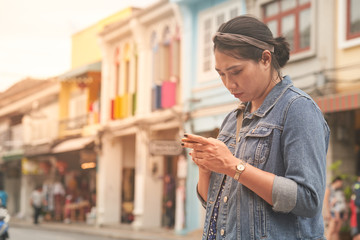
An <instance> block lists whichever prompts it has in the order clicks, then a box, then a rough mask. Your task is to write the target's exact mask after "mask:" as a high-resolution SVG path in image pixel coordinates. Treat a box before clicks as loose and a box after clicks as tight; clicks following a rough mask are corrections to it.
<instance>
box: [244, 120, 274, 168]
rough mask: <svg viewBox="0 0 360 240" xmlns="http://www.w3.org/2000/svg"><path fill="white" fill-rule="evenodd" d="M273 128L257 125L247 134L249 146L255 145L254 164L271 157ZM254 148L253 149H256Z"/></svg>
mask: <svg viewBox="0 0 360 240" xmlns="http://www.w3.org/2000/svg"><path fill="white" fill-rule="evenodd" d="M272 132H273V129H272V128H269V127H264V126H257V127H256V128H254V129H252V130H250V131H249V132H248V133H247V134H246V136H245V137H246V139H247V147H249V146H251V147H254V148H255V149H256V150H255V156H254V164H255V165H256V164H263V163H265V162H266V160H267V159H268V157H269V154H270V148H271V139H272ZM254 148H253V149H254Z"/></svg>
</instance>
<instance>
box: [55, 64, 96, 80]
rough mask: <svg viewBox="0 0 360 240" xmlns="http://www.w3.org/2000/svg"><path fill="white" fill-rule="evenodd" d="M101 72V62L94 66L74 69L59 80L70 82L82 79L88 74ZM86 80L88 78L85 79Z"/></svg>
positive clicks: (79, 67)
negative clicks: (71, 79) (85, 75)
mask: <svg viewBox="0 0 360 240" xmlns="http://www.w3.org/2000/svg"><path fill="white" fill-rule="evenodd" d="M93 71H94V72H100V71H101V62H95V63H92V64H88V65H85V66H82V67H78V68H75V69H72V70H70V71H68V72H66V73H64V74H62V75H60V76H58V79H59V80H61V81H65V80H69V79H82V77H84V75H85V74H86V73H88V72H93ZM84 79H86V77H85V78H84Z"/></svg>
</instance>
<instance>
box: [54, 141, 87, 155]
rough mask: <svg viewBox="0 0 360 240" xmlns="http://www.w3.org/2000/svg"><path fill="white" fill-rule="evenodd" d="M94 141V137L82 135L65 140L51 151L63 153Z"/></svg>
mask: <svg viewBox="0 0 360 240" xmlns="http://www.w3.org/2000/svg"><path fill="white" fill-rule="evenodd" d="M93 141H94V137H82V138H73V139H69V140H65V141H64V142H61V143H59V144H58V145H56V146H55V147H54V148H53V149H52V150H51V152H52V153H63V152H71V151H76V150H80V149H83V148H85V147H86V146H87V145H89V144H90V143H92V142H93Z"/></svg>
▬▬▬
EXERCISE DIRECTIONS —
Write the data out again word for word; leave the pictures behind.

SOLVED EXERCISE —
An <instance> block lists whichever prompts it has in the order clicks, then a box, then a rough mask. Your task is to write the target's exact mask after "mask:" as a high-resolution SVG path in image pixel coordinates. Treat a box before clicks as loose and a box after clicks as tight; clicks following a rough mask are corrections to it.
<instance>
box: [244, 120, 274, 168]
rough mask: <svg viewBox="0 0 360 240" xmlns="http://www.w3.org/2000/svg"><path fill="white" fill-rule="evenodd" d="M273 128L257 125L247 134L249 146L255 145L254 164L271 157ZM254 148L253 149H256Z"/></svg>
mask: <svg viewBox="0 0 360 240" xmlns="http://www.w3.org/2000/svg"><path fill="white" fill-rule="evenodd" d="M272 132H273V129H272V128H269V127H264V126H257V127H256V128H254V129H252V130H250V131H249V132H248V133H247V134H246V136H245V137H246V139H247V147H249V146H251V147H254V148H255V149H256V150H255V156H254V164H255V165H256V164H263V163H265V162H266V160H267V159H268V157H269V154H270V148H271V139H272ZM254 148H253V149H254Z"/></svg>
</instance>
<instance>
box: [55, 64, 96, 80]
rough mask: <svg viewBox="0 0 360 240" xmlns="http://www.w3.org/2000/svg"><path fill="white" fill-rule="evenodd" d="M101 72V62L94 66L74 69L59 80L70 82L82 79L88 74ZM86 80L88 78L85 79Z"/></svg>
positive clicks: (79, 67)
negative clicks: (71, 79) (85, 75)
mask: <svg viewBox="0 0 360 240" xmlns="http://www.w3.org/2000/svg"><path fill="white" fill-rule="evenodd" d="M93 71H94V72H100V71H101V62H95V63H92V64H88V65H85V66H82V67H78V68H75V69H72V70H70V71H68V72H66V73H64V74H62V75H60V76H58V79H59V80H61V81H65V80H69V79H82V77H84V75H85V74H86V73H88V72H93ZM84 79H86V77H85V78H84Z"/></svg>
</instance>
<instance>
box: [54, 141, 87, 155]
rough mask: <svg viewBox="0 0 360 240" xmlns="http://www.w3.org/2000/svg"><path fill="white" fill-rule="evenodd" d="M94 141V137L82 135L65 140L51 151L63 153Z"/></svg>
mask: <svg viewBox="0 0 360 240" xmlns="http://www.w3.org/2000/svg"><path fill="white" fill-rule="evenodd" d="M93 141H94V137H82V138H73V139H69V140H65V141H64V142H61V143H59V144H58V145H56V146H55V147H54V148H53V149H52V150H51V152H52V153H63V152H71V151H76V150H80V149H83V148H85V147H86V146H87V145H89V144H90V143H92V142H93Z"/></svg>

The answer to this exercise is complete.